---------- Data excerpts
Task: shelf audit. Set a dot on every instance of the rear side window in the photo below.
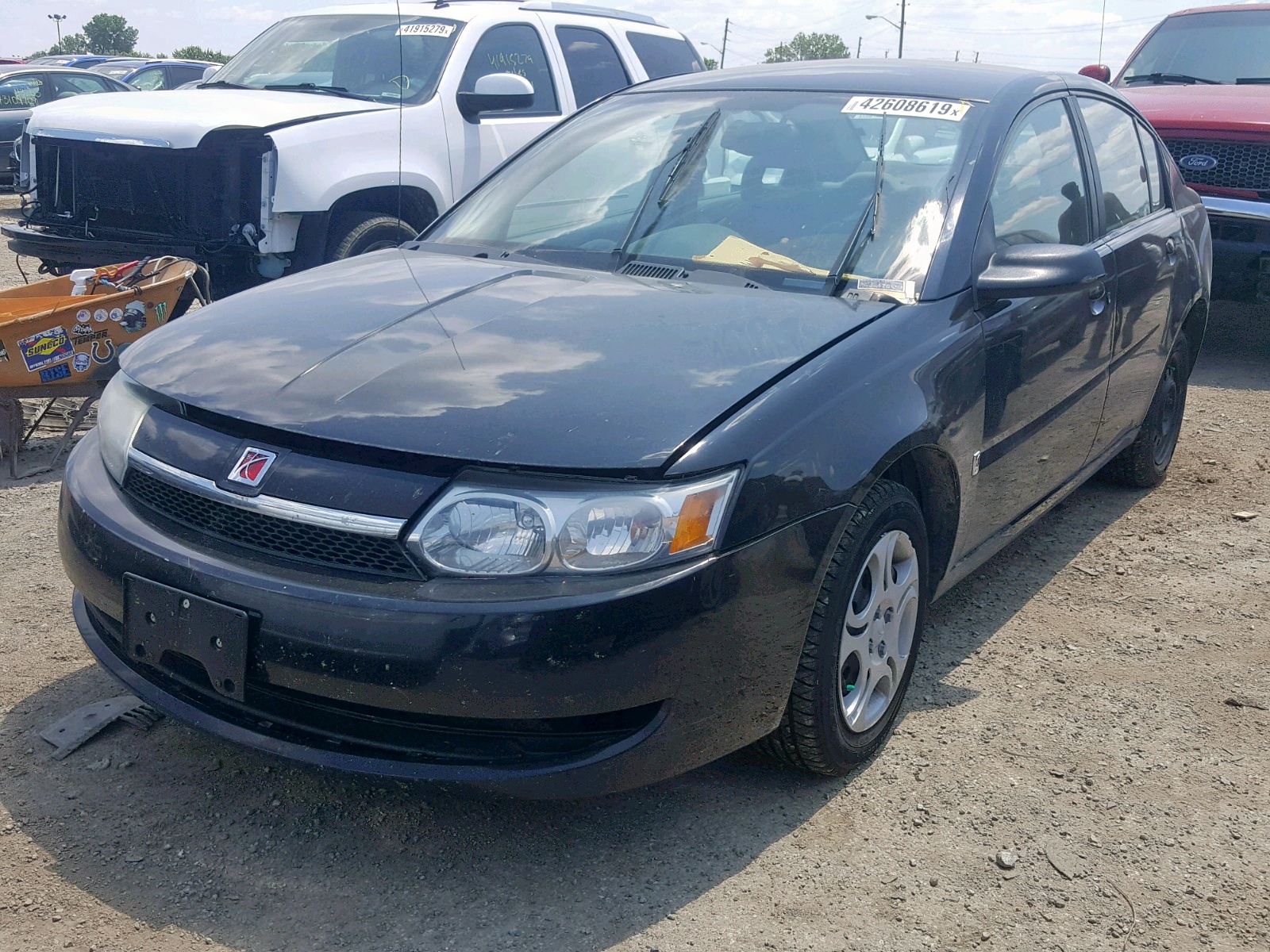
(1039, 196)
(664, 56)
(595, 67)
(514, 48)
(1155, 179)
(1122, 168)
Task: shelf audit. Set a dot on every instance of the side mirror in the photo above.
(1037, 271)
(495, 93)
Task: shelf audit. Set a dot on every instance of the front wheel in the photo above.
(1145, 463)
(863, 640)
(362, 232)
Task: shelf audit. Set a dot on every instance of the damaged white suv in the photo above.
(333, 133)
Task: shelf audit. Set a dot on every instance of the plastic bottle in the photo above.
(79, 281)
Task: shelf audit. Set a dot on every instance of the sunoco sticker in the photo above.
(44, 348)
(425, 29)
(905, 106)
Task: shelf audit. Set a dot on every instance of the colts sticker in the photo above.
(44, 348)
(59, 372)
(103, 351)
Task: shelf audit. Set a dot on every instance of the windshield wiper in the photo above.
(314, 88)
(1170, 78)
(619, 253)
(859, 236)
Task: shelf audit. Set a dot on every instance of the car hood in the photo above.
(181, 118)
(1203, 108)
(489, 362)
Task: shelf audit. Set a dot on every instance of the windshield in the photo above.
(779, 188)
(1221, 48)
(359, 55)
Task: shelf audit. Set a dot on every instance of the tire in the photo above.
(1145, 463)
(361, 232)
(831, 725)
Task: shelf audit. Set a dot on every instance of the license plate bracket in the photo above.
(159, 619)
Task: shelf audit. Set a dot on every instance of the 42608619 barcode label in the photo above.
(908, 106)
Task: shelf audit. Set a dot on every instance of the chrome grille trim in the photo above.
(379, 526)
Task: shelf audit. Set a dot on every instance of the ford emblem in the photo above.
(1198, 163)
--------------------
Your goal: Only a verbatim transcription of the lines from the one containing "emblem in the photo above." through the last line of the records counts as the answer.

Answer to the exercise:
Task: shelf audit. Set a dot on every instance of the ford emblem in the photo above.
(1198, 163)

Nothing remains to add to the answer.